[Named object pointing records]

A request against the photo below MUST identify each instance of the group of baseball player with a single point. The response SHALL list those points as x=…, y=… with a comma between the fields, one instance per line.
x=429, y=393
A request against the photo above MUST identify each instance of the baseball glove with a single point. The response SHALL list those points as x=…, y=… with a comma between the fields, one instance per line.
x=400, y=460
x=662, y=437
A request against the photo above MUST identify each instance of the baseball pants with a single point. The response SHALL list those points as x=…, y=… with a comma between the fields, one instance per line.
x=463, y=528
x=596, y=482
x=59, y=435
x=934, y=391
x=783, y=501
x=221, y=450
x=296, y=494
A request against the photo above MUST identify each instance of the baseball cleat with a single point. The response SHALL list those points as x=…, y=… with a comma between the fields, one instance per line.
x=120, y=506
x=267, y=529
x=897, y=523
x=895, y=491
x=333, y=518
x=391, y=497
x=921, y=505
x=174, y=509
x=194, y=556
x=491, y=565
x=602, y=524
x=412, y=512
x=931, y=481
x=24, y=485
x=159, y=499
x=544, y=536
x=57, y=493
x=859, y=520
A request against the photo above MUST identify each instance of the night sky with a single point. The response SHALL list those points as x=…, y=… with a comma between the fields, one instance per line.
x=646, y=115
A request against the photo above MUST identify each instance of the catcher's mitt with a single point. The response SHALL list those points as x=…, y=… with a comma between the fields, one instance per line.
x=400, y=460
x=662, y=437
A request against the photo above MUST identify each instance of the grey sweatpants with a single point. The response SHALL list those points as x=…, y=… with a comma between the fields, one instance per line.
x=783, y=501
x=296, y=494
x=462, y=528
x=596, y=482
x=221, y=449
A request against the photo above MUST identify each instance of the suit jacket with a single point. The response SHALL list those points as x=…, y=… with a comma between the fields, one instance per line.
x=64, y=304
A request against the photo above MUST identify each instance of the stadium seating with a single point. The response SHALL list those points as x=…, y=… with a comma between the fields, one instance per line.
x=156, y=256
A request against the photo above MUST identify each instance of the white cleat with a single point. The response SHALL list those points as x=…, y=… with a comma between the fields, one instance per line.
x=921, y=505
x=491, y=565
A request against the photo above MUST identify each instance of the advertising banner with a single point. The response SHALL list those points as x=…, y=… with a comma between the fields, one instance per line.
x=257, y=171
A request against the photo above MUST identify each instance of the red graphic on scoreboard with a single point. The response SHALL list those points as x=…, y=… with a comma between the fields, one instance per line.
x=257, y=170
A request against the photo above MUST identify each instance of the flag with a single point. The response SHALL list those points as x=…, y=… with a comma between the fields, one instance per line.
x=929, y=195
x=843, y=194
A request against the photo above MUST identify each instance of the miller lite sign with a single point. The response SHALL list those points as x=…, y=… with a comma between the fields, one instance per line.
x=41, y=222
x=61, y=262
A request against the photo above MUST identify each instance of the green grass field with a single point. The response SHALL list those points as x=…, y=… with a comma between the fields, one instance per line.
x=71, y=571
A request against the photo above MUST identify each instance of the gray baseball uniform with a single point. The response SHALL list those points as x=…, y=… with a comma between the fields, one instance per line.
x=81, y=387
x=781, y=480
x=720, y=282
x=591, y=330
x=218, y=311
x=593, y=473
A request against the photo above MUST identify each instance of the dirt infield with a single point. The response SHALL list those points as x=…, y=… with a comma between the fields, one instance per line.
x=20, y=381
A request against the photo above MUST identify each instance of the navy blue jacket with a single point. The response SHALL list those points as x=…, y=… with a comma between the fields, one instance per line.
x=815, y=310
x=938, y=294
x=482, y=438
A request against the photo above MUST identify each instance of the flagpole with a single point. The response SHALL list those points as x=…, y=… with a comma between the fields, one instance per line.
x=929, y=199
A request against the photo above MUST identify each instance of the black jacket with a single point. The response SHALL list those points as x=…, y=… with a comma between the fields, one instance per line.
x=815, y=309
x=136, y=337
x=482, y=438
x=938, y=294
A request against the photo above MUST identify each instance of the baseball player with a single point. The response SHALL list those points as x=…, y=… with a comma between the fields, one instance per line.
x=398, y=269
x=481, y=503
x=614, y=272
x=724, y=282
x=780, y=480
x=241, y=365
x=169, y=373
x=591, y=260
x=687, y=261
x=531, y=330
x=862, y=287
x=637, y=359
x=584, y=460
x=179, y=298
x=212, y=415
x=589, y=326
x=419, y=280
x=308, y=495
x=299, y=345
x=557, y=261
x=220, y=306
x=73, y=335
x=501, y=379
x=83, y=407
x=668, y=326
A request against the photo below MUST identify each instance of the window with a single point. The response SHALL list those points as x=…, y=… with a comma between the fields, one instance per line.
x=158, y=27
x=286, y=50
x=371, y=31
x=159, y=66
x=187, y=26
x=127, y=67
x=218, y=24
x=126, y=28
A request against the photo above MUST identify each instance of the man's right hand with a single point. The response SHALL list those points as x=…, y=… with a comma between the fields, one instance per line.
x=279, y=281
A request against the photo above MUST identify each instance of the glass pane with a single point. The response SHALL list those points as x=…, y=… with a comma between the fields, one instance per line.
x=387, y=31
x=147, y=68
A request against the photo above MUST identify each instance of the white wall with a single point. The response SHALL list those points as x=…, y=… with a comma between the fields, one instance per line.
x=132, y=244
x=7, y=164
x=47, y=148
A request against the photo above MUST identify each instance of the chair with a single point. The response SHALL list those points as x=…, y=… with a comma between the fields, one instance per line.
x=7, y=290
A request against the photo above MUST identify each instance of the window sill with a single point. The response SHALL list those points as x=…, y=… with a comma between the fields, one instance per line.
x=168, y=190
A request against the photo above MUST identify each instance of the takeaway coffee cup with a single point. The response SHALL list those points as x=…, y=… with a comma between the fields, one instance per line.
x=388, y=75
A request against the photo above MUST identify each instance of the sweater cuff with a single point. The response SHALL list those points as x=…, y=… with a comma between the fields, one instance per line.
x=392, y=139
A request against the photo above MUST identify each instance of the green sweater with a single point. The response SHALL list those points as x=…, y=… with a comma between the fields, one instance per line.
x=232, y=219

▶ [GOAL] Can you rewrite the lines of the records from the one containing "of the gray" through the one containing "x=593, y=473", inclusive, as a JSON list of strings with one string per line and blank lines omitted?

▶ [TASK OUTPUT]
[
  "A request against the photo above MUST identify each instance of the gray baseball uniform with a single point. The response SHALL list those points as x=…, y=… with a comma between the fields, one instance per line.",
  "x=81, y=387",
  "x=781, y=480",
  "x=720, y=282",
  "x=591, y=330",
  "x=218, y=311",
  "x=593, y=473"
]